[The request] Identify every line in the items below that contains the string "light" and copy each one. Case counts.

>> START

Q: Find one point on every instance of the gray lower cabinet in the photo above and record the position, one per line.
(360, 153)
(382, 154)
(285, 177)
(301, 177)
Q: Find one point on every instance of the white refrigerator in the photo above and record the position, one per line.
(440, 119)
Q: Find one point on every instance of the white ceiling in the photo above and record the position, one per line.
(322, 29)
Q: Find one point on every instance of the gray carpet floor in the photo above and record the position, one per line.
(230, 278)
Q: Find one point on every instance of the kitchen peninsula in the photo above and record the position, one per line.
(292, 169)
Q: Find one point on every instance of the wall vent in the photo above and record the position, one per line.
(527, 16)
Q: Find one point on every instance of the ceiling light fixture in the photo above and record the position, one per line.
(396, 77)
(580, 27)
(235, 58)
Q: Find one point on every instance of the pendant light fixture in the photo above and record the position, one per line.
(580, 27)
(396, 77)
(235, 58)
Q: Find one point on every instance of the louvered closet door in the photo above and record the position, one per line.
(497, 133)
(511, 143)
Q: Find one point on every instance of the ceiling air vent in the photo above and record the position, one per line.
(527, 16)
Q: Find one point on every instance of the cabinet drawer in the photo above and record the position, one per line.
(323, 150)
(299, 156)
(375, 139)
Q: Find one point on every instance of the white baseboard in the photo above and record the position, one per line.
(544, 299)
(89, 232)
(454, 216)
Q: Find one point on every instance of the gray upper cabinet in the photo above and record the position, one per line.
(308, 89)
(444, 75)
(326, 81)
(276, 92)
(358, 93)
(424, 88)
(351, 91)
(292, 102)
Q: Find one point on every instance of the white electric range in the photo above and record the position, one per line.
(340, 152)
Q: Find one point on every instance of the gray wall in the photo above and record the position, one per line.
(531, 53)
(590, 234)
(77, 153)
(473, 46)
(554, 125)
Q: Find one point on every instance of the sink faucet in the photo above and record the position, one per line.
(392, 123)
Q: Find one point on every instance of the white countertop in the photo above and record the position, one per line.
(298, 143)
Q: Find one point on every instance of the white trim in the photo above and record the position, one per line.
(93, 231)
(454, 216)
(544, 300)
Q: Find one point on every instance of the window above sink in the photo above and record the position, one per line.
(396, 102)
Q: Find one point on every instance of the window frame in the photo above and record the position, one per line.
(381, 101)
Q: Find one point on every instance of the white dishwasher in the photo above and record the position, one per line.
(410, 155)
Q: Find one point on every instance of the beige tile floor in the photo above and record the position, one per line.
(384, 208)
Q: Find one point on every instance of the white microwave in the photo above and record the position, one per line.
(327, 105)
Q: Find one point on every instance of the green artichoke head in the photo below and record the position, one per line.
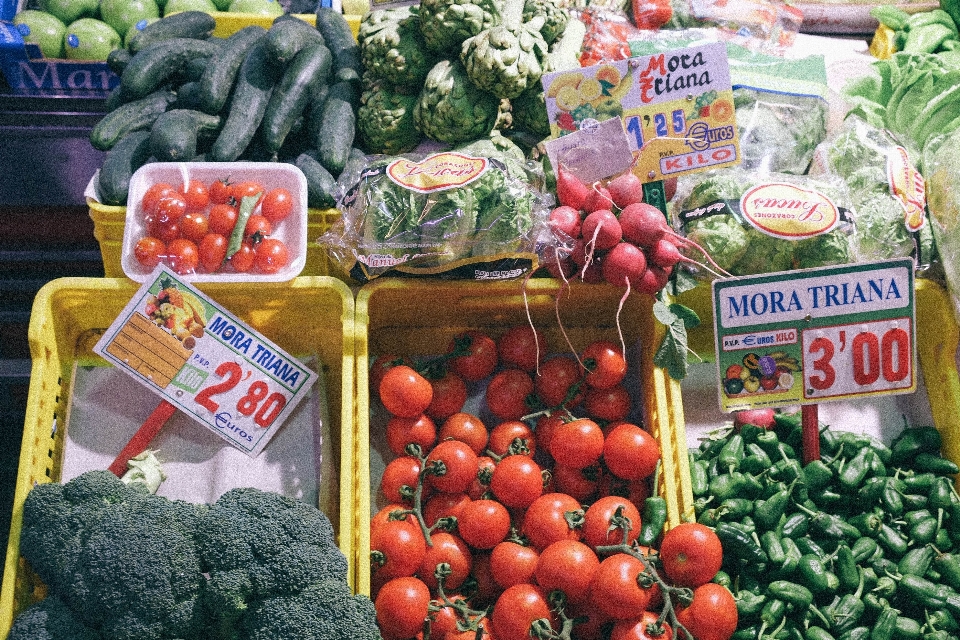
(452, 109)
(395, 51)
(445, 24)
(385, 120)
(505, 60)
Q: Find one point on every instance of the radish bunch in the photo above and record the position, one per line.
(617, 238)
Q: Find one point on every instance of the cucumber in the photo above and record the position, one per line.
(251, 94)
(218, 78)
(343, 46)
(186, 24)
(321, 185)
(287, 36)
(175, 135)
(129, 154)
(131, 116)
(153, 66)
(310, 67)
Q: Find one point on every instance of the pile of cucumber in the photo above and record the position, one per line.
(287, 93)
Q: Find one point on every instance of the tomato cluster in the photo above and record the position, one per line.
(529, 522)
(190, 228)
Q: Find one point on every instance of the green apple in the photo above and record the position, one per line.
(123, 14)
(257, 7)
(176, 6)
(42, 29)
(67, 11)
(91, 39)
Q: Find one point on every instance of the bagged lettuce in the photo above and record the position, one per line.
(448, 215)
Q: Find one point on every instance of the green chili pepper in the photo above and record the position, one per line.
(653, 520)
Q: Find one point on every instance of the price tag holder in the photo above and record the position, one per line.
(212, 366)
(676, 108)
(815, 335)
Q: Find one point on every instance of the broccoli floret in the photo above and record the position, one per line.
(327, 610)
(49, 619)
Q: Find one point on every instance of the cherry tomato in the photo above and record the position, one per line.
(183, 255)
(196, 195)
(461, 466)
(466, 428)
(401, 606)
(213, 252)
(523, 347)
(396, 549)
(604, 363)
(222, 218)
(507, 394)
(242, 260)
(451, 549)
(630, 452)
(404, 392)
(712, 615)
(517, 608)
(149, 251)
(257, 227)
(506, 433)
(556, 380)
(194, 226)
(479, 355)
(567, 565)
(420, 431)
(646, 627)
(616, 591)
(548, 519)
(272, 256)
(276, 204)
(512, 563)
(578, 443)
(600, 527)
(483, 524)
(152, 197)
(449, 396)
(517, 481)
(220, 191)
(691, 554)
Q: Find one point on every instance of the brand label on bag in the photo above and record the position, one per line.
(213, 367)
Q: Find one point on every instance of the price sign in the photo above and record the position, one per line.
(814, 335)
(184, 347)
(676, 108)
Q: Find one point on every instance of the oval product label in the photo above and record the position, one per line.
(784, 210)
(437, 172)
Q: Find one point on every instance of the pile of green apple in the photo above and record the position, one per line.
(91, 29)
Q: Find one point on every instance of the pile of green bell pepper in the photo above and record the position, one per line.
(863, 544)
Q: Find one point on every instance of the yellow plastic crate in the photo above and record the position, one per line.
(109, 222)
(306, 316)
(419, 317)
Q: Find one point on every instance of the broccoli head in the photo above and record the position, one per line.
(326, 610)
(50, 619)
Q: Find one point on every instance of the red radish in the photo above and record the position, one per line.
(625, 262)
(626, 189)
(598, 199)
(570, 189)
(602, 229)
(565, 219)
(643, 224)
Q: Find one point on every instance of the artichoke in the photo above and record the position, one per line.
(392, 46)
(451, 109)
(554, 16)
(445, 24)
(385, 120)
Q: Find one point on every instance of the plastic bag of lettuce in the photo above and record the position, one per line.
(759, 222)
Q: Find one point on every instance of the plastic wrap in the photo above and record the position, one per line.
(752, 223)
(446, 215)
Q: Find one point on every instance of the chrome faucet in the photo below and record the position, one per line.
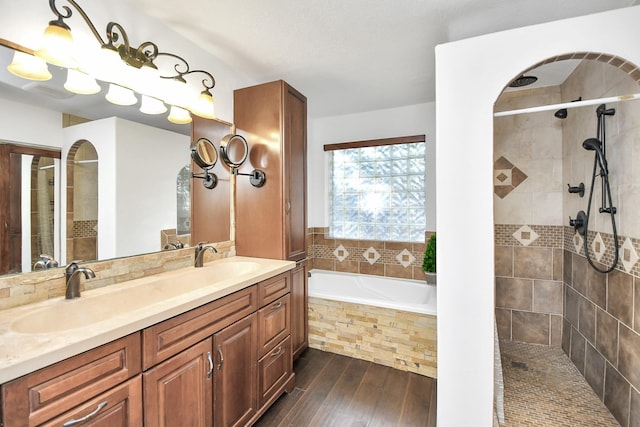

>> END

[Output]
Q: Find one point on every instance of the ceiling light fixture in the photo above and record the position, one per line.
Q: Find one point on every instance of the pendant light fixture in the photo above and record the position, one per line.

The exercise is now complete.